Consigne écrite 1: D'après l'extrait, à quelle date le tribunal administratif de Paris a-t-il rendu son jugement en référé ?
Consigne écrite 2: Recopiez mot pour mot les lignes des enregistrements, de celle qui contient "Put a marker on every instance of the wooden" jusqu'à la fin des enregistrements, ces deux bornes comprises.

Extrait:

Le Conseil d’État à Roland Garros

Harald MIQUET
Harald MIQUET

 

Source : CE, Fédération française de tennis, 3 octobre 2016, Nos 398589, 398613

 

A arbitrer la joute contentieuse, les juges du Palais royal qui, une fois n’est pas coutume, ont pris possession de la chaise d’arbitres de Roland Garros. L’enjeu de la rencontre tend globalement au questionnement de la légalité du permis de construire visant à la rénovation et l’extension du stade de Rolland Garros d’un court de tennis entouré de serres botaniques d’une surface de plancher 2 581 m dans le périmètre du site du Bois de Boulogne zone classée par arrêté ministériel du 23 septembre 1957.

 

A l’occasion de cette espèce de « court », c’est d’abord une réflexion sur la discretionnalité de l’administration dans la délivrance d’un permis de construire et d’aménager sur un site classé.

 

1er set

 

Au fait du projet d’agrandissement et réfection du stade de Roland Garros, plusieurs requérants dont la Société pour la protection des paysages et de l’esthétique de la France, le collectif Auteuil les Princes, France Nature Environnement Ile-de-France, Vieilles Maisons Françaises et SOS Paris ont sollicité du juge des référés la suspension de l’arrêté du 9 juin 2015 par lequel la maire de Paris a accordé à la Fédération française de tennis un permis de construire (n° PC 075 116 13 V 1035) pour le projet de restructuration du stade Roland Garros.

 

Par jugement du 24 mars 2016, le tribunal administratif de Paris, statuant en référé, répond favorablement à cette demande et suspend l’exécution de ce permis de construire considérant satisfaites les conditions de l’urgence et du doute sérieux sur la légalité posées par l’article L. 521-1 du code de justice administrative.

Enregistrements fournis:
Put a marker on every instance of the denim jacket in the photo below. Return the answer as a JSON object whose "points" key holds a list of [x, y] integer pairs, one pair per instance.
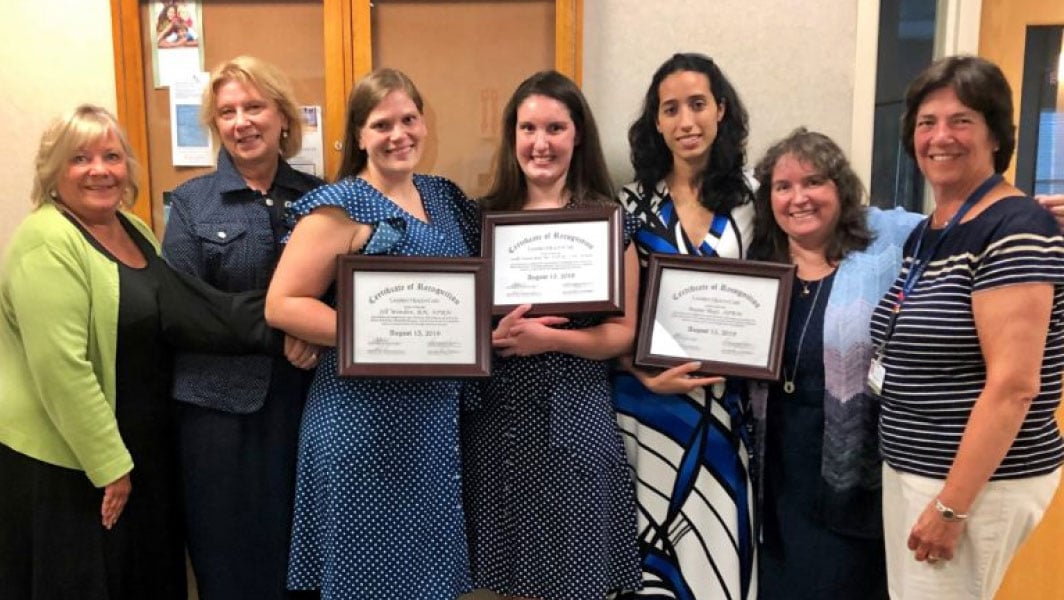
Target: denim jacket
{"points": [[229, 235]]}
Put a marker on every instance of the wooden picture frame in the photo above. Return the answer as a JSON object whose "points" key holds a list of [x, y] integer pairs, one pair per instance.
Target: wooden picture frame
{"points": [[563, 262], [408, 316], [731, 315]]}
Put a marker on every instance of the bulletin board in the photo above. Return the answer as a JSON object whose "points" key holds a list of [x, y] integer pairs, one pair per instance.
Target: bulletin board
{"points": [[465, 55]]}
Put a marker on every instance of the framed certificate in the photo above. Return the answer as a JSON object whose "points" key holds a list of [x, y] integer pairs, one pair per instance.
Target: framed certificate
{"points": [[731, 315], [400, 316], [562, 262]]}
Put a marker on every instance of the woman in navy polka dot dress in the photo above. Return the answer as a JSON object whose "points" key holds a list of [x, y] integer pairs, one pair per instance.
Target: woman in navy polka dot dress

Résultat attendu 1: Le 24 mars 2016.

Résultat attendu 2:
Put a marker on every instance of the wooden picture frame in the photo above. Return the answer as a JSON object whose "points" key holds a list of [x, y] integer pairs, one pair per instance.
Target: wooden picture frame
{"points": [[563, 262], [408, 316], [731, 315]]}
Put a marker on every instance of the bulletin board in the photo above. Return the answer as a JSON object whose "points" key holds a list of [x, y] integer pairs, one pair per instance.
Target: bulletin board
{"points": [[465, 55]]}
Put a marker on every instance of the framed certificate in the photo above. Return the answer as a JSON object whose "points" key holds a list of [x, y] integer pairs, one pair per instance.
Target: framed certificate
{"points": [[731, 315], [400, 316], [562, 262]]}
Put a marker on every instance of the woman in navy polka dot dress in the photo above. Return the answer as a JSON object whose "points" key holds a list of [x, y] integer pairs, one pair per instance.
Target: woman in navy polka dot dress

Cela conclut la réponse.